● 任务列表
[A] 依据营救Angel的题目描述，说明进入有守卫的格子为何比进入普通道路格子耗时更多。
[B] 请输出营救Angel的题目描述中从“Angel's friends want”到“all the guards.”之间的原文，首尾两处均包括在内。
[C] 请接着营救Angel的题目描述的最后一句往下续写。

● 原文节选
==================================================

题目来源:

https://vjudge.net/contest/292780#problem/E

http://acm.hdu.edu.cn/showproblem.php?pid=1242

Angel was caught by the MOLIGPY! He was put in prison by Moligpy. The prison is described as a N * M (N, M <= 200) matrix. There are WALLs, ROADs, and GUARDs in the prison. 

Angel's friends want to save Angel. Their task is: approach Angel. We assume that "approach Angel" is to get to the position where Angel stays. When there's a guard in the grid, we must kill him (or her?) to move into the grid. We assume that we moving up, down, right, left takes us 1 unit time, and killing a guard takes 1 unit time, too. And we are strong enough to kill all the guards. 

You have to calculate the minimal time to approach Angel. (We can move only UP, DOWN, LEFT and RIGHT, to the neighbor grid within bound, of course.)

==================================================

(已存条目)
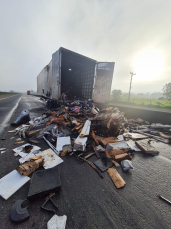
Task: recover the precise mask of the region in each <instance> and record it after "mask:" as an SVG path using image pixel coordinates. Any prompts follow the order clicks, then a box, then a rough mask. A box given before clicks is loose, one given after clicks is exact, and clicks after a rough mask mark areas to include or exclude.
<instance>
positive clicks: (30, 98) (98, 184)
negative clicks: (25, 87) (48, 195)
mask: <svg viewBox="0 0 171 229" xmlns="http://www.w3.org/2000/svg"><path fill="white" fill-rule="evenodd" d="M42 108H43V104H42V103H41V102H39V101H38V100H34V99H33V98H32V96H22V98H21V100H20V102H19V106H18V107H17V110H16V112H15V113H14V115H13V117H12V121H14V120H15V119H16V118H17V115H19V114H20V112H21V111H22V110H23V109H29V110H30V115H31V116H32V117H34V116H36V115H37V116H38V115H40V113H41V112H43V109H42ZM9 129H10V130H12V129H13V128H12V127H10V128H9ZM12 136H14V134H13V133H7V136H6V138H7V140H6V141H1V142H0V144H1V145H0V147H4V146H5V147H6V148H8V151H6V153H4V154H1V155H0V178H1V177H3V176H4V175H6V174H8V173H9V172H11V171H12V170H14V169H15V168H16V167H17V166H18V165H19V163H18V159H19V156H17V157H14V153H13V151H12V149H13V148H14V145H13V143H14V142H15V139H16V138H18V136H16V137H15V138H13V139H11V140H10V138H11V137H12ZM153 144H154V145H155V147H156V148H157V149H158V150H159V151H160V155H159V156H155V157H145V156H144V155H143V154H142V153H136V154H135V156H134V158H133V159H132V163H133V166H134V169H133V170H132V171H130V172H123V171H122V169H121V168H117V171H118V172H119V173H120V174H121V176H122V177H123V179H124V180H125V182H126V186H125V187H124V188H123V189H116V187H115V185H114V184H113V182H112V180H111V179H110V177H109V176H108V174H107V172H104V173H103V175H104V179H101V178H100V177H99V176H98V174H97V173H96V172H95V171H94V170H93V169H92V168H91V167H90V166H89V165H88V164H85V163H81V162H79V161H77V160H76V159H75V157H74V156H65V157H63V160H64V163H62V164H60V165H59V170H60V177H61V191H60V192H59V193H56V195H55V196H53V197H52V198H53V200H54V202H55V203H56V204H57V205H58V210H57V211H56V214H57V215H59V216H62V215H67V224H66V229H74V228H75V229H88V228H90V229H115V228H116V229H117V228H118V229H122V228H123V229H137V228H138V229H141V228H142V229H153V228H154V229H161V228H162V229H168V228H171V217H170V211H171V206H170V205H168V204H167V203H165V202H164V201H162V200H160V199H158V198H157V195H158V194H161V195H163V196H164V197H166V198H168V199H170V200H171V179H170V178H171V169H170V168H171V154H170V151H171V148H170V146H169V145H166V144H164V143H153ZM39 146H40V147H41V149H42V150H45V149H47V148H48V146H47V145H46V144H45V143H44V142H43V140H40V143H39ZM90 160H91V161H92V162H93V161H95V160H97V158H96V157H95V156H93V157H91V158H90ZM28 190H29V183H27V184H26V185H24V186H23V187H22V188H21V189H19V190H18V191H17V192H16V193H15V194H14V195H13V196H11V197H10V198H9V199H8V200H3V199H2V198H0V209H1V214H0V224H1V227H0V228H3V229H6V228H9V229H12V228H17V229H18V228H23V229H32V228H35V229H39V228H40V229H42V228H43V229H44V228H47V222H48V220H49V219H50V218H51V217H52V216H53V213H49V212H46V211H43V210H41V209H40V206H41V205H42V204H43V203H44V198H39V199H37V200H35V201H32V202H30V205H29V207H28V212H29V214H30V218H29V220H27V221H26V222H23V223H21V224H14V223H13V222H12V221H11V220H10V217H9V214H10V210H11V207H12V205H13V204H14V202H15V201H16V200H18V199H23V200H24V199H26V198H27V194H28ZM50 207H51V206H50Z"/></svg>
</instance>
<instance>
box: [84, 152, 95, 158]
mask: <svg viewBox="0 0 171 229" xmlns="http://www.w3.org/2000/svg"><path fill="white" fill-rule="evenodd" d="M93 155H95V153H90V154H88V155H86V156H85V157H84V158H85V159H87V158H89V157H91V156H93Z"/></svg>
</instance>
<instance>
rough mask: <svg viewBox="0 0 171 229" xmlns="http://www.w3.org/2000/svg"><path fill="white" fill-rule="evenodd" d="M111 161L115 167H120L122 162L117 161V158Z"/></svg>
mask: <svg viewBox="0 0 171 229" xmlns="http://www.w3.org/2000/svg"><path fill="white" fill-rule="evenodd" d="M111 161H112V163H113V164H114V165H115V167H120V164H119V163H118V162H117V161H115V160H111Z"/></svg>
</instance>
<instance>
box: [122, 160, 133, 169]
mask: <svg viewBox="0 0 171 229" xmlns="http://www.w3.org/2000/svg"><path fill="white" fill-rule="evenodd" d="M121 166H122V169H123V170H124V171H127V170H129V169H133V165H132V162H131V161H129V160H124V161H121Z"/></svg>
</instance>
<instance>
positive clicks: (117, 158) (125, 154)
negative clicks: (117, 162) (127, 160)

==================================================

● 任务答案
[A] 格子中有守卫时，必须先杀死守卫才能进入该格。杀死守卫需要耗费1个单位时间，这是在每次移动所需的1个单位时间之外另加的。

[B]
Angel's friends want to save Angel. Their task is: approach Angel. We assume that "approach Angel" is to get to the position where Angel stays. When there's a guard in the grid, we must kill him (or her?) to move into the grid. We assume that we moving up, down, right, left takes us 1 unit time, and killing a guard takes 1 unit time, too. And we are strong enough to kill all the guards.

[C]
Input

First line contains two integers stand for N and M. 

Then N lines follows, every line has M characters. "." stands for road, "a" stands for Angel, and "r" stands for each of Angel's friend. 

Process to the end of the file. 

Output

For each test case, your program should output a single integer, standing for the minimal time needed. If such a number does no exist, you should output a line containing "Poor ANGEL has to stay in the prison all his life." 

Sample Input

7 8
#.#####.
#.a#..r.
#..#x...
..#..#.#
#...##..
.#......
........

Sample Output

13

题意:

a:天使

x:守卫

r:天使的friend

# :墙

. :路

天使关在有守卫的牢中,他的朋友们(Angel's friends)去救他,意味着有多个r!!。

从a开始,走到最近的朋友结束。

刚开始的时候没注意是多个friends,普通的队列做bfs只能得到步数最少的解法,而不是时间最少的,结束条件得改一改。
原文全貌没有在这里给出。